---------- Document section

Blue Water Automotive Systems will close two auto parts injection molding plants in Michigan and one in Ohio as part of a corporate realignment.
Production at plants in Lexington and St. Clair, Mich., and Wauseon, Ohio, will wrap up by the end of July, officials with Marysville, Mich.-based Blue Water said. Production from those plants will be transferred to Blue Water's six remaining U.S. sites.
The closings could eliminate as many as 230 jobs - about 17 percent of Blue Water's total workforce - although some of those positions will transfer to other Blue Water plants.
``To remain competitive in today's global environment, it was imperative that we examine every facet of our business to find ways to become more efficient,'' Blue Water Chief Executive Officer Michael Lord said in a Nov. 29 news release. Lord joined the firm in October, replacing former CEO Al DeVore, and is serving as CEO on an interim basis.
``We have developed robust, detailed plans to ensure the flawless transition of production and the continuation of high-quality and dependable service that our customers have come to expect,'' Lord added.

--------------------
---------- Records shown

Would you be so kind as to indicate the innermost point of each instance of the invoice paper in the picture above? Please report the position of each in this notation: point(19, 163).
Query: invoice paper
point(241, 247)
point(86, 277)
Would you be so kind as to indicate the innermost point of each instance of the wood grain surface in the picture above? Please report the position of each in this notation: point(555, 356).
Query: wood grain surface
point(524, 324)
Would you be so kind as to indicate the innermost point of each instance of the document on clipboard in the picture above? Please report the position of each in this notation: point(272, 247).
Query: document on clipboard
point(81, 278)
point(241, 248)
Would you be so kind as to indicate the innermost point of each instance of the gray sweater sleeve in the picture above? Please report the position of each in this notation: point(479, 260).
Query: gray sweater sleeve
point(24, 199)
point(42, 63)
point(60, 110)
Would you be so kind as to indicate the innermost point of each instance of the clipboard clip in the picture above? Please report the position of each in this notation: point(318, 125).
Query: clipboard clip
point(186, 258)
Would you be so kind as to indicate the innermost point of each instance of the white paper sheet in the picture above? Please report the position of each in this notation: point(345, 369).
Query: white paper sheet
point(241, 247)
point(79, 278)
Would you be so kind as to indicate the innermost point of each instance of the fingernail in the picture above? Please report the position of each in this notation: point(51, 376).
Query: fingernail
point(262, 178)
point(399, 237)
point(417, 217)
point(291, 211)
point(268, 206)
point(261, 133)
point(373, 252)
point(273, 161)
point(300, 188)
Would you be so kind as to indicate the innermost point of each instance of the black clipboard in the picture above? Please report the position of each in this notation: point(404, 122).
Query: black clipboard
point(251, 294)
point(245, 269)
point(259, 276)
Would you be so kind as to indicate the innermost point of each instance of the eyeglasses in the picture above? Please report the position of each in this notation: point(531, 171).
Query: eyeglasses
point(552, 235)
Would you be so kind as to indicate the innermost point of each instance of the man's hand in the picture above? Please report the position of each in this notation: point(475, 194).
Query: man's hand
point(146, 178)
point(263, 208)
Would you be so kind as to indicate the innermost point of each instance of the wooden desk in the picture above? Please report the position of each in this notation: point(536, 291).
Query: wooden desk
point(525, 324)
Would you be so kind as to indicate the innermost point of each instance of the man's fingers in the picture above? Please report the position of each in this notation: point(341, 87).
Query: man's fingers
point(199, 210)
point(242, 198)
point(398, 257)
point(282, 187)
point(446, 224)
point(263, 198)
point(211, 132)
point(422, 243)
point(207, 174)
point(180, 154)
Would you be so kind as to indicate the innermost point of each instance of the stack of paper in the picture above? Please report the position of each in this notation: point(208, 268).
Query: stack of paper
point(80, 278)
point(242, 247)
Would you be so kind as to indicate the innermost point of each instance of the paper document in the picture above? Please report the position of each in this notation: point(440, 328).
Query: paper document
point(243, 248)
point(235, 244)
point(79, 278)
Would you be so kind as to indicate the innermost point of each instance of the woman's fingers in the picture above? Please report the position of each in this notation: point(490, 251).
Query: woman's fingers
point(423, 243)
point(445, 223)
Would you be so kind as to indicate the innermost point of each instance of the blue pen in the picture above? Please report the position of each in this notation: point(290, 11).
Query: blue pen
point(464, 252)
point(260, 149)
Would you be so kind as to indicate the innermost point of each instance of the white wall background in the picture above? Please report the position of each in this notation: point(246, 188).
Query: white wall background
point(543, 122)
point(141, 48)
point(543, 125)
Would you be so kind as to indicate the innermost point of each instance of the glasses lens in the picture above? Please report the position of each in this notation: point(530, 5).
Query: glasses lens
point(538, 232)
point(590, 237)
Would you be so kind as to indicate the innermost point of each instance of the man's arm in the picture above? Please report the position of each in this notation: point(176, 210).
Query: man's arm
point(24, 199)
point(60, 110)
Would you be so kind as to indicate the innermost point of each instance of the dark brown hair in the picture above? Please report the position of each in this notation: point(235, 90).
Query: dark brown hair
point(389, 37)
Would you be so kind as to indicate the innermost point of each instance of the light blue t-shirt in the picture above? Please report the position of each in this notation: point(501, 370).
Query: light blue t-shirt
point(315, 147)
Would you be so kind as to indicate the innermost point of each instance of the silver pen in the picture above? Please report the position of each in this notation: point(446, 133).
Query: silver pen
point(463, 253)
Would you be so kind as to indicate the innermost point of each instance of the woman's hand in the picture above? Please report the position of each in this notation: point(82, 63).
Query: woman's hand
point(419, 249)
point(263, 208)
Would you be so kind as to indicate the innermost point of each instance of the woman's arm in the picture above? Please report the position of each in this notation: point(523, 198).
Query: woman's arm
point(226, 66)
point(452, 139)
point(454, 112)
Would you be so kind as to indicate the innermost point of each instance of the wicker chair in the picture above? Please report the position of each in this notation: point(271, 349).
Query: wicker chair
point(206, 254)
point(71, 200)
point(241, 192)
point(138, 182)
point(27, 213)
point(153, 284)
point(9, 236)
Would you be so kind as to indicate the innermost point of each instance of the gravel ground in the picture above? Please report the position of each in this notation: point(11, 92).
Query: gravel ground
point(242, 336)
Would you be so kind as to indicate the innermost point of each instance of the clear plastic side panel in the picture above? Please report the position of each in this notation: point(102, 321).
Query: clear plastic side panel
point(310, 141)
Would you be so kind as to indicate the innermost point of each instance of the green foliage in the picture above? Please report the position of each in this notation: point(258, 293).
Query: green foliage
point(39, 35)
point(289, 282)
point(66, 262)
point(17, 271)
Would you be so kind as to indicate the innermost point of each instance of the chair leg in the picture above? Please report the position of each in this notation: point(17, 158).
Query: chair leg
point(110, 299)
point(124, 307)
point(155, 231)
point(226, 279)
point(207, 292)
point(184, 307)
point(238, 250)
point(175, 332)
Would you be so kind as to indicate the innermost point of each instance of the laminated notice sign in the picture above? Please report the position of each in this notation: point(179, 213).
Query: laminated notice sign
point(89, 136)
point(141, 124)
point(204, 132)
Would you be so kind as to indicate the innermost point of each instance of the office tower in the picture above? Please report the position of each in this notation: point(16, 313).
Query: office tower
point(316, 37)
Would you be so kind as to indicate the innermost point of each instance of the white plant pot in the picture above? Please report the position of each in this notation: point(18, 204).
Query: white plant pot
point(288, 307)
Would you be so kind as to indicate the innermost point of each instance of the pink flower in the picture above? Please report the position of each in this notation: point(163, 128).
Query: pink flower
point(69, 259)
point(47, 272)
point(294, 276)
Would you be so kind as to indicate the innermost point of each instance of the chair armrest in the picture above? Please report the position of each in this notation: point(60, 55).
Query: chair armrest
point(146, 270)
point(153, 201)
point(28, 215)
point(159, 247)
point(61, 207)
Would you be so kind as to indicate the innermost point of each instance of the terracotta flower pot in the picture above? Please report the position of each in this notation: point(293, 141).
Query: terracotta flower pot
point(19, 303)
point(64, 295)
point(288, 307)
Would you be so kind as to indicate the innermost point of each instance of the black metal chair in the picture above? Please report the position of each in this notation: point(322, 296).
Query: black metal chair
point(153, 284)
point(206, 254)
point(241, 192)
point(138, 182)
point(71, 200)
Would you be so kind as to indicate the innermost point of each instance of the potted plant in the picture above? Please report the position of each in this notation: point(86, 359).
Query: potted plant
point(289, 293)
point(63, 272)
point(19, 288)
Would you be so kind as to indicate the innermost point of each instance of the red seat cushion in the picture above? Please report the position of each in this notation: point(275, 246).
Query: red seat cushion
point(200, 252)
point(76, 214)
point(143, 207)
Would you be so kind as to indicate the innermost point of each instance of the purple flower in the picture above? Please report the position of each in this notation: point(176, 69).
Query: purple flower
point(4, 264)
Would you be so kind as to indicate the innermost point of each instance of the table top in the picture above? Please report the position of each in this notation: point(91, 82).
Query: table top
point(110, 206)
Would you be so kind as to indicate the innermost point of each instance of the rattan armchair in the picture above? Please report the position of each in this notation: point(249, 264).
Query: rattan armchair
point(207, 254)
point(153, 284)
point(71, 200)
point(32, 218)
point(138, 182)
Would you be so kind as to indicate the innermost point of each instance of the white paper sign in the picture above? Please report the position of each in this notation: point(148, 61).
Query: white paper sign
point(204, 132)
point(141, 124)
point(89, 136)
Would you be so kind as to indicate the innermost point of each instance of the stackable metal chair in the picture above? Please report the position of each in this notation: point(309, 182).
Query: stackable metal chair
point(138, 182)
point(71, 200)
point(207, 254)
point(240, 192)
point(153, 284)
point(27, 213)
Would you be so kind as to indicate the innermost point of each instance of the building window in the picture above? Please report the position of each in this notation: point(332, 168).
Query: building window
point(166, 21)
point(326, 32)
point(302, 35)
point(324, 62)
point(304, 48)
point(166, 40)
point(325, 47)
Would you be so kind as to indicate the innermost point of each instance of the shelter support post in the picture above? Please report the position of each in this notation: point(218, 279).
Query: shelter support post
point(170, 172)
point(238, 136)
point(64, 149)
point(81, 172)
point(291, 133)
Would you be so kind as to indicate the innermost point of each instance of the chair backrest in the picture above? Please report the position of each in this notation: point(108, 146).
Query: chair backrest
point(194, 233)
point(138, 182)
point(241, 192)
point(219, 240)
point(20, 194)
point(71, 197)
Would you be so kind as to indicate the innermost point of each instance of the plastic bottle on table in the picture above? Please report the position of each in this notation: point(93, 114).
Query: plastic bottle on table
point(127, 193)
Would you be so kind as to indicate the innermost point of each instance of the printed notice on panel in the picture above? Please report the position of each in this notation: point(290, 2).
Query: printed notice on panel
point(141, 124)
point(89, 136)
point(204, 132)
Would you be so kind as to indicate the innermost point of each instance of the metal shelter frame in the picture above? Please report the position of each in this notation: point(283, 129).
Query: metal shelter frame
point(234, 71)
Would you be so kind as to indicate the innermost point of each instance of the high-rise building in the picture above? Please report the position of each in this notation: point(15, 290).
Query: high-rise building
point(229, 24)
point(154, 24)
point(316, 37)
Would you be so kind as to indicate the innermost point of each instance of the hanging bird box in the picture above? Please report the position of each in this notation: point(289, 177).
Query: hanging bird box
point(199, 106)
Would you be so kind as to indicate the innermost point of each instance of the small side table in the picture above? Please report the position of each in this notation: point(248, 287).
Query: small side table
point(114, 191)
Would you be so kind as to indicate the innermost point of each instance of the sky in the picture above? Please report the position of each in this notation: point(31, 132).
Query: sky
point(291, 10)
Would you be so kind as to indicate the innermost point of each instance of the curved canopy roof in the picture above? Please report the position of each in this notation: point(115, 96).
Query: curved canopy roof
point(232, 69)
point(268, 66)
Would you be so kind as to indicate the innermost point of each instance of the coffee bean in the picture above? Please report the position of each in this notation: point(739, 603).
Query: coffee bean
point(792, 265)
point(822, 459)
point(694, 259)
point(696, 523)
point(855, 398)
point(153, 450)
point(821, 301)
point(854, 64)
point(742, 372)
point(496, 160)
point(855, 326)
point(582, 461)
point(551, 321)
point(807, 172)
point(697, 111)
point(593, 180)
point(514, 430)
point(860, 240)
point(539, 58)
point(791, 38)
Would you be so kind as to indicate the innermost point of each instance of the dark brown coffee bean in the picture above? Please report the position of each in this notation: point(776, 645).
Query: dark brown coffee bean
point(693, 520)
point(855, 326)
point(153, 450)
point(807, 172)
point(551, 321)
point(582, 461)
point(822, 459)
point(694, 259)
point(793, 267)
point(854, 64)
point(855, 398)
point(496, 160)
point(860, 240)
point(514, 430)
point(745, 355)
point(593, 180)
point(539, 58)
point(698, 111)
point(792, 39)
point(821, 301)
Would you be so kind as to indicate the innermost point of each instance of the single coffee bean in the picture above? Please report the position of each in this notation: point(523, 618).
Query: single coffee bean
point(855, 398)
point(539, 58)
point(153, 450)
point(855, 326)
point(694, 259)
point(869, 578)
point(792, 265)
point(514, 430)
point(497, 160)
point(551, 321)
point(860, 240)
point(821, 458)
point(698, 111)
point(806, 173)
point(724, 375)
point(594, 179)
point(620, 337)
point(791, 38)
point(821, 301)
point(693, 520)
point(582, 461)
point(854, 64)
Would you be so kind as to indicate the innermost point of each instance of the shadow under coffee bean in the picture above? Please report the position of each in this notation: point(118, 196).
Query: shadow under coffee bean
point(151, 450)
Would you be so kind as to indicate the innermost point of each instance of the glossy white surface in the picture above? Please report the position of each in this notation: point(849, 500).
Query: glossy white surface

--------------------

Short exercise:
In the article on the Blue Water plant closings:
1. In which three towns are the plants that will close?
2. As many as how many jobs could the closings eliminate?
3. Whom did Michael Lord replace as CEO?
The rows have nothing to do with the article on the Blue Water plant closings.

Correct response:
1. Lexington and St. Clair, Mich., and Wauseon, Ohio
2. 230
3. Al DeVore